> [QUESTIONS TO ANSWER]:
- A) Translate into Spanish this sentence from the navigator review summary below: "Service navigators provide information about supports and services within complex systems to help individuals or families navigate them."
- B) Using the navigator review summary below, explain in one to three sentences why service navigators provide information about supports and services within complex systems.

> [SOURCE PASSAGE]:
+ + + + + + +

This report summarizes findings of a literature review on the use of navigators, their roles and responsibilities, and their impact on workforce development, education, and social services. It covers reports and studies published between 2010 and 2021, and provides bibliographic references for additional research.

The review examines the use of navigators across workforce development and related programs, including an exploration of the following programs: the Disability Program Navigator and the Disability Resource Coordinator, the Personal Navigator of the Demonstration to Maintain Independence and Employment, the Workforce Innovation Fund Housing and Employment Navigator Program, Trade Adjustment Assistance Community College and Career Training College and Career Navigator, the Single Stop Coordinator, the Trade Adjustment Assistance Navigator, and the Affordable Care Act Navigator.

Service navigators provide information about supports and services within complex systems to help individuals or families navigate them. Navigators may offer possible solutions to program access challenges by coordinating services, increasing knowledge via education, and even promoting systems change efforts that reduce barriers to access and make service delivery more welcoming to targeted populations. The use of navigators emerged in patient care in the early 1990s and has since expanded to workforce development, education, and social services programs.

+ + + + + + +

> [DATA]:
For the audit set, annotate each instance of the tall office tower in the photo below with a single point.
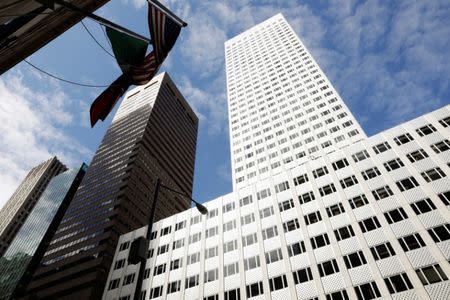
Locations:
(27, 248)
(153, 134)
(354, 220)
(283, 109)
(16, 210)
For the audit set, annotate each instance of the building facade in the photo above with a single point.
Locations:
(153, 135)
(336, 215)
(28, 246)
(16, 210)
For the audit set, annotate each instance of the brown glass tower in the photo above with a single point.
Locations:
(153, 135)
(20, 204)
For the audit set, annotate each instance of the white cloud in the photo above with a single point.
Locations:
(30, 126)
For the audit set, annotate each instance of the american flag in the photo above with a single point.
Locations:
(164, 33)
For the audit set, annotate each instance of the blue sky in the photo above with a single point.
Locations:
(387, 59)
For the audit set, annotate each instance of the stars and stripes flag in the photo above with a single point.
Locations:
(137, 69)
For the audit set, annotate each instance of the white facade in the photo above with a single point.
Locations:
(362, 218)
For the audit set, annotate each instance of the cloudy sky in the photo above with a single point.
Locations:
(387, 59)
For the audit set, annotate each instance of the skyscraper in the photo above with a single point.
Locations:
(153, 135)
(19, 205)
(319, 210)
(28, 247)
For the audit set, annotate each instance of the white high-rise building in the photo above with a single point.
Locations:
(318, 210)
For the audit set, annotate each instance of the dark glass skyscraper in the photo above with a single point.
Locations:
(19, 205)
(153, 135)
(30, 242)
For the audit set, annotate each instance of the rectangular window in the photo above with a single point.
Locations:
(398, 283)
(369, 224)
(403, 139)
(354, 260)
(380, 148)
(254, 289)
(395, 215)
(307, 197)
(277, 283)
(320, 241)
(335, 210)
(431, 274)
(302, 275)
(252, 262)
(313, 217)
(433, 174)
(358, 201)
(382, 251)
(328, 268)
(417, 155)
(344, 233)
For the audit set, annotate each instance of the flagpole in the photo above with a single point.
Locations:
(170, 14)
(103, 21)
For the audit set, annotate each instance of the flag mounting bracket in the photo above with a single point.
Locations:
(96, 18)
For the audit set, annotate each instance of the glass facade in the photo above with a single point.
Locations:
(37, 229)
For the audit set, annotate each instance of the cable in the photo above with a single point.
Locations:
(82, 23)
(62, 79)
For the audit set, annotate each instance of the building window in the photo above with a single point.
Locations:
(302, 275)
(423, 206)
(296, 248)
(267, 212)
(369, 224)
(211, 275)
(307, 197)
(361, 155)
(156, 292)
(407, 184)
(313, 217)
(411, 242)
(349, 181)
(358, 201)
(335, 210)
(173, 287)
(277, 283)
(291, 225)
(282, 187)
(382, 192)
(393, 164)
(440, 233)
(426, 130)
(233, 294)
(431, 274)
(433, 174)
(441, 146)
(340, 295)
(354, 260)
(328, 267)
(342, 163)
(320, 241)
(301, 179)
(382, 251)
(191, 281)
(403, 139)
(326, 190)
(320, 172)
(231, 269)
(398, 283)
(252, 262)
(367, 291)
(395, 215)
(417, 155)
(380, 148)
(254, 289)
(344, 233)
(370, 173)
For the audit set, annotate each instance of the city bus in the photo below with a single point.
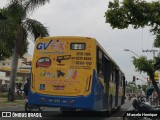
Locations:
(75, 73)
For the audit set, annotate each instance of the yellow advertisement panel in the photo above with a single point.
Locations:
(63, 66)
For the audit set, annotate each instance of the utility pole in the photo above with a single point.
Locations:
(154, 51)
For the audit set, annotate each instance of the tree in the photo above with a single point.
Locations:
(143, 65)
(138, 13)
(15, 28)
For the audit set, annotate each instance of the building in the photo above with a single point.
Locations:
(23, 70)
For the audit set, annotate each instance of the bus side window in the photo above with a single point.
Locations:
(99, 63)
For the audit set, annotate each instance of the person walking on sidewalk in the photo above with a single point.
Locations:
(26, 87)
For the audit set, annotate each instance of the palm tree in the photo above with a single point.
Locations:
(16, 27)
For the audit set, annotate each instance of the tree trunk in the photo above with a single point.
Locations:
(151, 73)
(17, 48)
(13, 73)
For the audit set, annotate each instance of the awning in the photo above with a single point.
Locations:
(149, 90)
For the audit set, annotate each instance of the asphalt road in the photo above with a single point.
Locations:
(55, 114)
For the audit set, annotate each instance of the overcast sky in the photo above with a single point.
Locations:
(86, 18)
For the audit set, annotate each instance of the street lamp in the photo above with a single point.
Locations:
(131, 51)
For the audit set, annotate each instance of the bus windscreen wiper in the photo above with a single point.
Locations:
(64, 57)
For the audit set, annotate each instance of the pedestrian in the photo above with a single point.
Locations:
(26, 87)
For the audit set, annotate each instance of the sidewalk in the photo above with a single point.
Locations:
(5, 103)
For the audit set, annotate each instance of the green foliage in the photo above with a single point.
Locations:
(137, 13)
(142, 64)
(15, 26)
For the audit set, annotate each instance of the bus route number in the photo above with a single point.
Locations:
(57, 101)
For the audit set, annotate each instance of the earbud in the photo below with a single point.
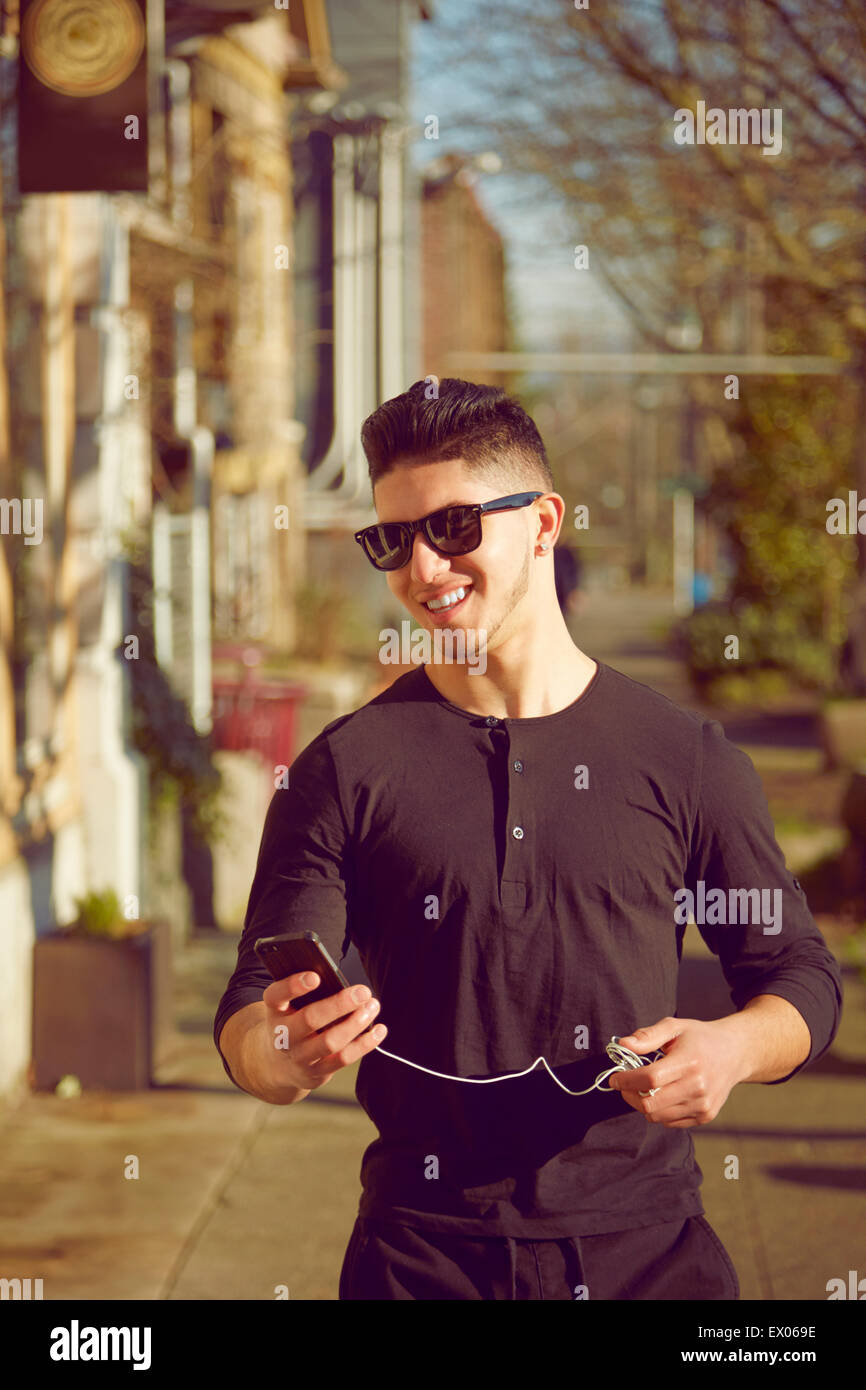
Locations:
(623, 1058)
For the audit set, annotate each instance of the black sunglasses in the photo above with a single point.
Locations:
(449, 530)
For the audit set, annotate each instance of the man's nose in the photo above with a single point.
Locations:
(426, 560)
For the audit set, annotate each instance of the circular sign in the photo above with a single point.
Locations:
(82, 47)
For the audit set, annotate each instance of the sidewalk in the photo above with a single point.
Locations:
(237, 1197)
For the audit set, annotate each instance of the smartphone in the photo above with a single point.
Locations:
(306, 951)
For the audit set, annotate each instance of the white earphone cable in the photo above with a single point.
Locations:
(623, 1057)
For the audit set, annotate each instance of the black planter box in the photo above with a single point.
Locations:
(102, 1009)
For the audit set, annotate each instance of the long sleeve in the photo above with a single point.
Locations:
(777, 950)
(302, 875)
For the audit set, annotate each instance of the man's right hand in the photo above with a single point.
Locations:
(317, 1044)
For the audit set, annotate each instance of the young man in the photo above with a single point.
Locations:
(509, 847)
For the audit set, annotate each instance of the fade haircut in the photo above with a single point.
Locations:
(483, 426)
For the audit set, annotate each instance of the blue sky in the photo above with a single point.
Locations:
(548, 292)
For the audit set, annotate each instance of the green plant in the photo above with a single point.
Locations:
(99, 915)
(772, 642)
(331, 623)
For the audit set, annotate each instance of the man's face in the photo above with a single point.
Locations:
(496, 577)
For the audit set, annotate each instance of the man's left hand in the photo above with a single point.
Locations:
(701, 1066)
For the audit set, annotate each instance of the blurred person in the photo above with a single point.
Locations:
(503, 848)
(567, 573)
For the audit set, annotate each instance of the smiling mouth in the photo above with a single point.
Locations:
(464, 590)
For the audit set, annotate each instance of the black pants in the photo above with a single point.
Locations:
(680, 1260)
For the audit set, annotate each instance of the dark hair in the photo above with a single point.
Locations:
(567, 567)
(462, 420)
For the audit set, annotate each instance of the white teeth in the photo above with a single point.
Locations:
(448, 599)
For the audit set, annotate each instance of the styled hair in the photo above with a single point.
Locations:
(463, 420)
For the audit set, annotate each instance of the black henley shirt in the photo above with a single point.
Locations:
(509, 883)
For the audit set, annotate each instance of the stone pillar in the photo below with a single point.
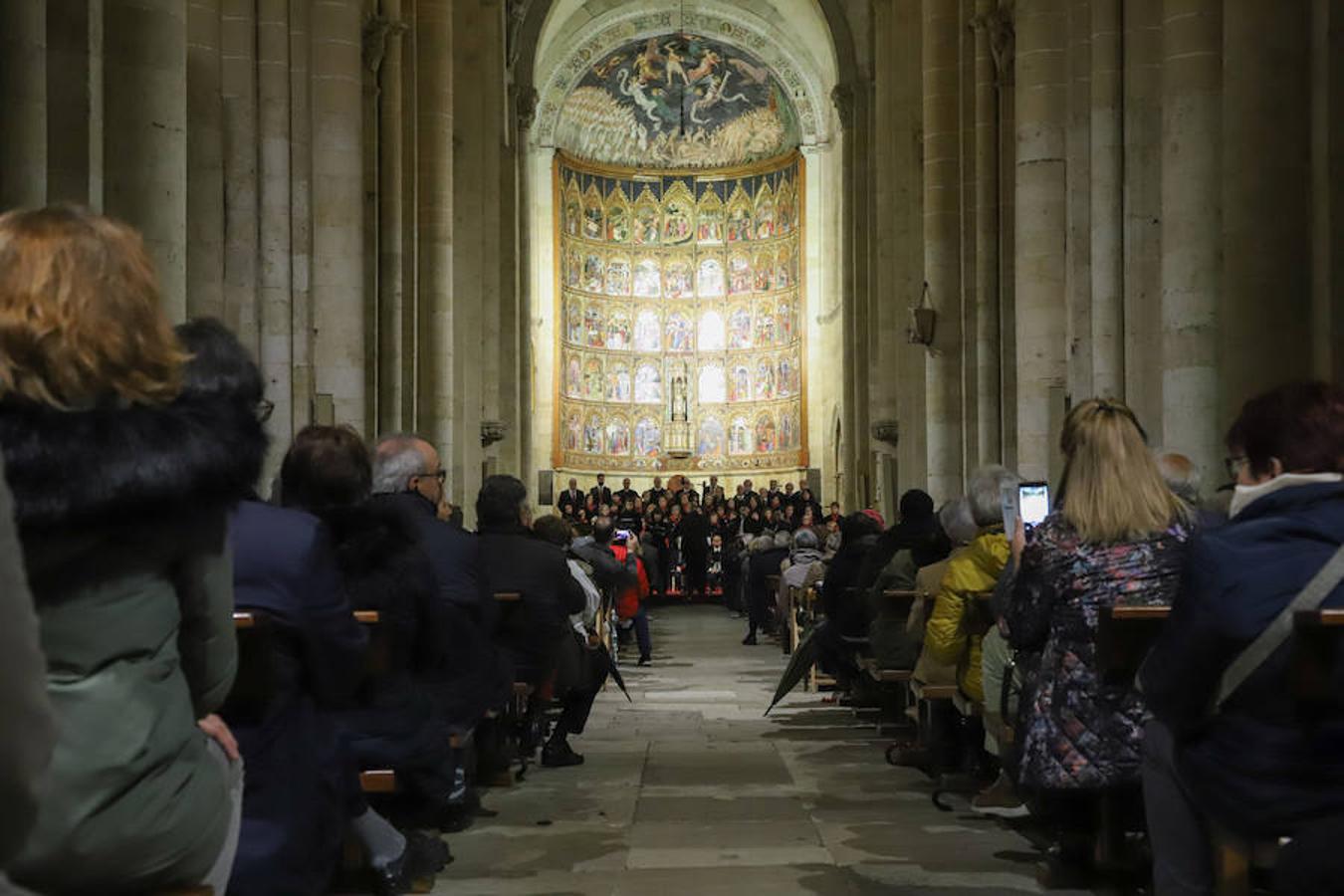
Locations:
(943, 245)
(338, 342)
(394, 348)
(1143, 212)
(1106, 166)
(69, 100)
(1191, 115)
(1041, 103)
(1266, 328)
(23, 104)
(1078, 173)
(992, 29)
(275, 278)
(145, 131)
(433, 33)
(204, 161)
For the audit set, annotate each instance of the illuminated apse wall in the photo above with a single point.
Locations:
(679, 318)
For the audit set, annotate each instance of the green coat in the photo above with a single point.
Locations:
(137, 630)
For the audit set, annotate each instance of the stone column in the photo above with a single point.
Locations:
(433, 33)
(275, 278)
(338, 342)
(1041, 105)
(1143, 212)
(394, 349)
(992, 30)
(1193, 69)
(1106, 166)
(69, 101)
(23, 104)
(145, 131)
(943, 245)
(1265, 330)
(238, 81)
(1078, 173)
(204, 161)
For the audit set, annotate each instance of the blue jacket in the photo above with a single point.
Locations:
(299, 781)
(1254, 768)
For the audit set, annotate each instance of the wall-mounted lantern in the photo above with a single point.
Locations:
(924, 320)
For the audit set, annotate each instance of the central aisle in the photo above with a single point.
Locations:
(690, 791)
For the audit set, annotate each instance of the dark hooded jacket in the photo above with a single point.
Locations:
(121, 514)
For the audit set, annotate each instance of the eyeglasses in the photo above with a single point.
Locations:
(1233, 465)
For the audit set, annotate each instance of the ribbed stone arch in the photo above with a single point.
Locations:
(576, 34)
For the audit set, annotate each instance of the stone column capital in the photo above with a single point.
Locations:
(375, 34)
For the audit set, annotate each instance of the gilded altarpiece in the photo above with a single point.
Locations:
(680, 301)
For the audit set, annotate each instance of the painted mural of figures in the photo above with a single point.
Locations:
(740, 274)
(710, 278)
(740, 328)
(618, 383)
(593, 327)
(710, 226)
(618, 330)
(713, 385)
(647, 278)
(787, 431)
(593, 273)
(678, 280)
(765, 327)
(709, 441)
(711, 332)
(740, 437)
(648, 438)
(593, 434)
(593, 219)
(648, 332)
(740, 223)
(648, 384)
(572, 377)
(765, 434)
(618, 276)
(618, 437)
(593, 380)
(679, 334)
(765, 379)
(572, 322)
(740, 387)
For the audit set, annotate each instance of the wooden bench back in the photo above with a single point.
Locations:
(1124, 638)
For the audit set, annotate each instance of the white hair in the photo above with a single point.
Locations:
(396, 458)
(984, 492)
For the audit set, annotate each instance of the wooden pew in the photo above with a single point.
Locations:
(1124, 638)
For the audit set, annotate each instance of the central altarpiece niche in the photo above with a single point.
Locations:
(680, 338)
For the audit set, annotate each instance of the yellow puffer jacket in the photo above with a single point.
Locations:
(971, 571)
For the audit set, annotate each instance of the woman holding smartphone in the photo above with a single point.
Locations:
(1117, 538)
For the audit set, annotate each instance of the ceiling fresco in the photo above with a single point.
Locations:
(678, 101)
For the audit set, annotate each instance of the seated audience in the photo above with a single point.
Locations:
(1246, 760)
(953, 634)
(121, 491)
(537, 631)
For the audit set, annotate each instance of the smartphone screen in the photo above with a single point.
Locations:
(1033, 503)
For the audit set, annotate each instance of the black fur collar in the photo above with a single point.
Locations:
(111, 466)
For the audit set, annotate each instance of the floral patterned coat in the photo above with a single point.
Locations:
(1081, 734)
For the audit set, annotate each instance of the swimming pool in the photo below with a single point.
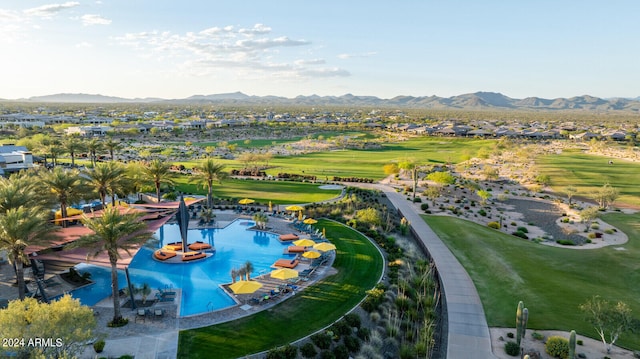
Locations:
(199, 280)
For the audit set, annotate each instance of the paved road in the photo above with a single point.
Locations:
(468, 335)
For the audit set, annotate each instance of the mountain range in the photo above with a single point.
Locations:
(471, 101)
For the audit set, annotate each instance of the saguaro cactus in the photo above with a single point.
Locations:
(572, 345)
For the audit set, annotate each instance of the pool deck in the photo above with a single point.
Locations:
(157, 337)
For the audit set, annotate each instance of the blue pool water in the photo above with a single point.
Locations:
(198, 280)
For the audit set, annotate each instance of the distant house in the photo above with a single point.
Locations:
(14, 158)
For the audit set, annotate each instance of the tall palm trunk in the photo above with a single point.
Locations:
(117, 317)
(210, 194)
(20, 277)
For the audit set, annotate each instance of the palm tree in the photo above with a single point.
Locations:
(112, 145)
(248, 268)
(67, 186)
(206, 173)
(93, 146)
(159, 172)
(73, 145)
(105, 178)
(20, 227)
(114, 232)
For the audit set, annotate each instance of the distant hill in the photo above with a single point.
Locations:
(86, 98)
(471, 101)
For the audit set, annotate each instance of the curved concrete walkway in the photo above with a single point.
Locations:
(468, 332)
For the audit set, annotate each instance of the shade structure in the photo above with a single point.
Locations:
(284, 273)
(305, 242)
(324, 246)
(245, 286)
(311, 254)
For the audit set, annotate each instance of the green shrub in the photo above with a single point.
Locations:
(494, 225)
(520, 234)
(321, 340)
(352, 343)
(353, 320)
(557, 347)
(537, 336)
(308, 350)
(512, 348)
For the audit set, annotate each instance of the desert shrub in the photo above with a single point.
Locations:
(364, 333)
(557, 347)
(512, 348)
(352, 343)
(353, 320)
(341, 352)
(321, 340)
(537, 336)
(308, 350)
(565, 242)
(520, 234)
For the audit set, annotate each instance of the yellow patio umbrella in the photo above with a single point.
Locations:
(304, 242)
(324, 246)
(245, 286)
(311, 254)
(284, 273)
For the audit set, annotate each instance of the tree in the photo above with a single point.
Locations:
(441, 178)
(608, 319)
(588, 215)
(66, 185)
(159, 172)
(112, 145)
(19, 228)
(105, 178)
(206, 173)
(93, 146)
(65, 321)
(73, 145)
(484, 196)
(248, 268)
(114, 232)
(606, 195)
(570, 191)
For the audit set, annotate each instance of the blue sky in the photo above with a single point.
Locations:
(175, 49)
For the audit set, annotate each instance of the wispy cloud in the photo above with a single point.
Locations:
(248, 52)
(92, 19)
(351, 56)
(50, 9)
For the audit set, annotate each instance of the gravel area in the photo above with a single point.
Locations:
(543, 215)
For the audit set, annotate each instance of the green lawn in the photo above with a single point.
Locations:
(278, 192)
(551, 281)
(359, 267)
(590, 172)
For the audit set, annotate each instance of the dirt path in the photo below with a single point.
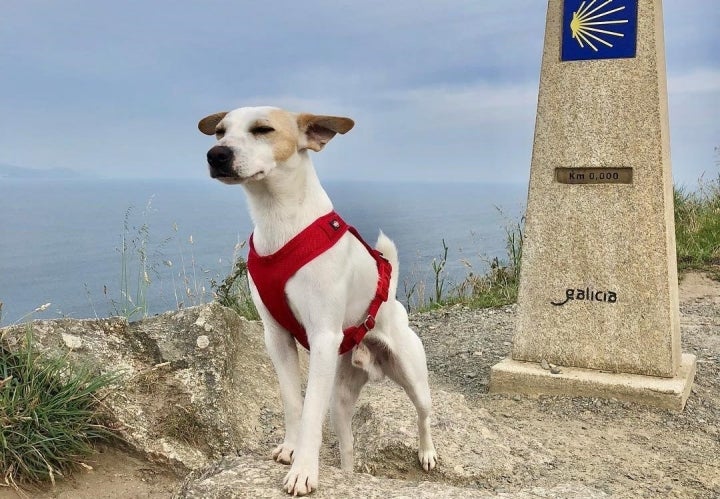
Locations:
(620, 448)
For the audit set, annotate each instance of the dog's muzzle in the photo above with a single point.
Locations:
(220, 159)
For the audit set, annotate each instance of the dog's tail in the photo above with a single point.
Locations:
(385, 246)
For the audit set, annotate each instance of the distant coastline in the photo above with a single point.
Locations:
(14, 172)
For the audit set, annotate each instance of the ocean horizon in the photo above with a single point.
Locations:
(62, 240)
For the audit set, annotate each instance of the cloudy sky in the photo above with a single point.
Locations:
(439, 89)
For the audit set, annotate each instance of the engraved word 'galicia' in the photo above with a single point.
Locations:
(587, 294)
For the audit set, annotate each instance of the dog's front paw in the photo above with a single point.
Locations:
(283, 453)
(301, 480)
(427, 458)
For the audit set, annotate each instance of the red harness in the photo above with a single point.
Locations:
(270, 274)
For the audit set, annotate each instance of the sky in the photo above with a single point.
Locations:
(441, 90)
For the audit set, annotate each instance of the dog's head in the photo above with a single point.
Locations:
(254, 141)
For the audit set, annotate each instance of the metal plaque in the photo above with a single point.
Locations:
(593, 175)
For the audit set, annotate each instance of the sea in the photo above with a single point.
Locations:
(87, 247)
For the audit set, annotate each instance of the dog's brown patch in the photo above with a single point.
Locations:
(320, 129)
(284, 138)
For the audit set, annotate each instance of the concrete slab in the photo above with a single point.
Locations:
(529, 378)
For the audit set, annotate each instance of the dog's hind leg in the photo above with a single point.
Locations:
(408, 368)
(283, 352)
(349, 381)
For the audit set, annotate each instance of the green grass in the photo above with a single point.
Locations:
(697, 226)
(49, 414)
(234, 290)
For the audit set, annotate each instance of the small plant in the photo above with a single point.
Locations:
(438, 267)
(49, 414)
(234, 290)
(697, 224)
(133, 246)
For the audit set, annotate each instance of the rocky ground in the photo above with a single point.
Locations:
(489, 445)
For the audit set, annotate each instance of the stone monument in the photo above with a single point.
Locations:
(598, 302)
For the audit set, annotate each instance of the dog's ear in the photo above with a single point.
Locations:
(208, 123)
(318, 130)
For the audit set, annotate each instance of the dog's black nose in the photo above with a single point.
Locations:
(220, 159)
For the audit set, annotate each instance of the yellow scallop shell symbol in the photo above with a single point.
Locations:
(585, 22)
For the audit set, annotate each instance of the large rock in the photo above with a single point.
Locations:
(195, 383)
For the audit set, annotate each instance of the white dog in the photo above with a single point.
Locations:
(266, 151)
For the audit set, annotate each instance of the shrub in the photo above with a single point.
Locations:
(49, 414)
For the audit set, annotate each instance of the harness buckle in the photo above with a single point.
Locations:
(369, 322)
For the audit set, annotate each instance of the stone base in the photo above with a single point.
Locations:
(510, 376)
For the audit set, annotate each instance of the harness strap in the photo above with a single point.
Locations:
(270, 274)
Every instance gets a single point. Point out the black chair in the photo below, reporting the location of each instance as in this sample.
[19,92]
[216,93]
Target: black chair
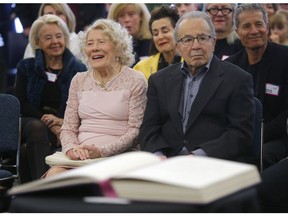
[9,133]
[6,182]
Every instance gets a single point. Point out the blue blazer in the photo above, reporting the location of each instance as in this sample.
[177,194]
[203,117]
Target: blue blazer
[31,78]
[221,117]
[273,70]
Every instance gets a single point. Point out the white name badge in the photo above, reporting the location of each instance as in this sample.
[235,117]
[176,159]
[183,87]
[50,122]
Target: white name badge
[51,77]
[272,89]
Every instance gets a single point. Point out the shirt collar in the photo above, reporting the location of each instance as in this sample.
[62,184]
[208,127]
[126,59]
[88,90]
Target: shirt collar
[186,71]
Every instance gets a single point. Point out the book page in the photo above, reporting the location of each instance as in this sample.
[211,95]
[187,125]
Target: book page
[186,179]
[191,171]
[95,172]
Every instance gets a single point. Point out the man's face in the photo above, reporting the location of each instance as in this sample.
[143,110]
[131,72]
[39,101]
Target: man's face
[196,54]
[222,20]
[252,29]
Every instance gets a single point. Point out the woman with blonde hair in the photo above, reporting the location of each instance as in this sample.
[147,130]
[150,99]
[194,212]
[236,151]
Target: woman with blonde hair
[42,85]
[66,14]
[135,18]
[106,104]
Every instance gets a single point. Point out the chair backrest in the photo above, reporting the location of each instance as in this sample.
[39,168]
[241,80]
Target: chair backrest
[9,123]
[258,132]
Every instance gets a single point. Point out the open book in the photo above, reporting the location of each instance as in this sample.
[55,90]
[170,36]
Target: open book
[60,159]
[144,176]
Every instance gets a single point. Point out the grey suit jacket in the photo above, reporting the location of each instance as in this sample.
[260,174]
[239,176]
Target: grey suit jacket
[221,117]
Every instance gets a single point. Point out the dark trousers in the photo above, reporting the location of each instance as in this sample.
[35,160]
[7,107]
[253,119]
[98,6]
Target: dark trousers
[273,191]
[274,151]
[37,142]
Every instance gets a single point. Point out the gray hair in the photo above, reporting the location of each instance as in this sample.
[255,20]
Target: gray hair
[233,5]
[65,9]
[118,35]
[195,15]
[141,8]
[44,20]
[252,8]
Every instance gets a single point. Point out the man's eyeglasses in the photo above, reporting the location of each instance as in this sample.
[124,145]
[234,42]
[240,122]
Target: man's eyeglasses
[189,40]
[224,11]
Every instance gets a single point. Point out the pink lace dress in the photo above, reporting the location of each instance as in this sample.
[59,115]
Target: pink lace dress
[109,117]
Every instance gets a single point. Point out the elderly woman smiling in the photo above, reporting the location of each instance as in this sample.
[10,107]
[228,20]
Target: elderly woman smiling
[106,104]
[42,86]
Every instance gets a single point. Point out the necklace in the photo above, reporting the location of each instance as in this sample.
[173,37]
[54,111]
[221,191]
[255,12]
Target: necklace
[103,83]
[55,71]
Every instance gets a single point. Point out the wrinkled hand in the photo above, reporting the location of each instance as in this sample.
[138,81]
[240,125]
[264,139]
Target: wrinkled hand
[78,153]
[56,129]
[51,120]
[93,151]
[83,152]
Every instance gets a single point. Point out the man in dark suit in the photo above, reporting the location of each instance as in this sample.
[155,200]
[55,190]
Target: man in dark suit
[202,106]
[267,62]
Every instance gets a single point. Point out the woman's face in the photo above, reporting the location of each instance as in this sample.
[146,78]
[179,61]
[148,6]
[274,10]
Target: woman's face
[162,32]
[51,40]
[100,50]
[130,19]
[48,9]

+ + + + + + +

> [RESPONSES TO THE TASKS]:
- A) Los navegadores de servicios proporcionan información sobre apoyos y servicios dentro de sistemas complejos para ayudar a personas o familias a desenvolverse en ellos.

- B) Service navigators provide this information to help individuals or families navigate complex systems of supports and services.